SELECTED EXCERPT

--- start ---

Much of the trash in the ocean does not disappear, and this is becoming a big problem. Biodegradable materials such as paper, cardboard, and food quickly disintegrate, degrade, and are eaten by microorganisms in the ocean. However, materials such as plastic, glass, and metal do not degrade as well. Glass and metal tend to be heavy enough that they sink to the bottom of the ocean, out of sight. On the other hand, most plastic objects float on the surface of the ocean. Over time, ocean currents either wash this floating trash ashore or sweep it into big patches of garbage in the middle of the oceans.

There are many oceanic garbage patches across the globe. The biggest one lies in the northern Pacific Ocean and is called the "Great Pacific Garbage Patch." Oceanic garbage patches are formed by the tendency of circulating ocean currents to gather floating debris into the center of the circulating pattern. The Great Pacific Garbage Patch stretches from Japan to California and is densest at two central regions: at a point between Japan and Hawaii and at a point between Hawaii and California. Most of the floating, non-biodegradable trash that makes it to the Great Pacific Garbage Patch stays there. For this reason, the garbage patch is continually growing.

With that said, it's not like there are mountains of recognizable objects sitting in the ocean. The churning motion of the ocean, temperature fluctuations, and the high-energy components of sunlight all tend to steadily break down non-biodegradable trash into small bits. These bits typically range in size from microscopic specks to marbles. They mostly disperse across the surface of the water, forming a thin layer. Some of the plastic bits are also pushed down below the surface by the churning of the water. In addition to the large number of plastic bits spread out across the ocean's surface, there are occasionally larger objects such as sneakers, toothbrushes, and bags that have not yet broken down to smaller bits.

--- end ---

WHAT YOU WILL DO
- 1) Answer these from the passage on ocean garbage patches:
(a) What tends to happen to glass and metal trash in the ocean?
(b) At which two regions is the Great Pacific Garbage Patch densest?
(c) What size range do the broken-down bits of trash typically fall within?
- 2) Pick up the passage on ocean garbage patches after its final sentence and write the next paragraph.

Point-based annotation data
--- start ---

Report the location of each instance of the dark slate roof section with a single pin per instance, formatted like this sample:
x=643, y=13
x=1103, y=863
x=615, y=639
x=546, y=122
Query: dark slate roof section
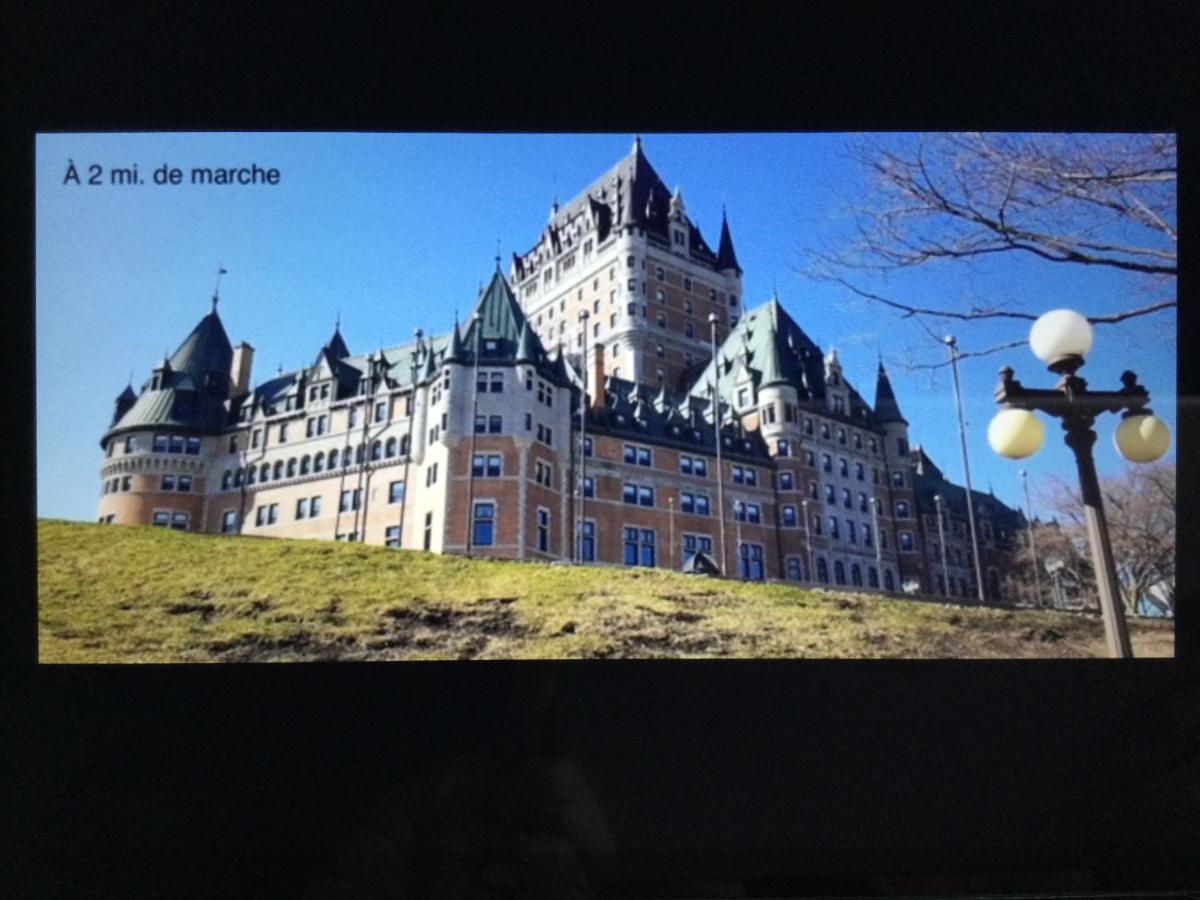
x=934, y=481
x=768, y=331
x=725, y=256
x=642, y=413
x=629, y=193
x=336, y=346
x=886, y=407
x=192, y=390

--- end ---

RESPONSES
- 1)
(a) They are heavy enough that they sink to the bottom of the ocean, out of sight.
(b) At a point between Japan and Hawaii and at a point between Hawaii and California.
(c) From microscopic specks to marbles.

- 2)
What collected all this trash into a patch? The ultimate culprits are global ocean currents that are forced to flow in a circulating pattern by earth's rotation. The rotation of the earth creates a force called the Coriolis force. This force acts on everything, but it is usually too weak to notice. Since the Coriolis force is so weak, its effects only become significant when applied to a very large fluid system such as the atmosphere or an ocean. The Coriolis force causes the ocean currents to travel in giant circles; clockwise in the Northern Hemisphere and counter-clockwise in the Southern Hemisphere. A giant region of circulating ocean currents is called a "gyre" and is somewhat like a giant, slowly-moving whirlpool. The continents tend to get in the way, deforming and weakening these gyres. Being the largest span of uninterrupted ocean, the northern Pacific Ocean has one of the largest and strongest patterns of circulating ocean water. The pressure differentials that naturally arise in the circulating water currents of a gyre tend to push floating bits of trash toward the center of the gyre, where the trash accumulates. This trash is harmful to marine life and can even reach humans through the food chain.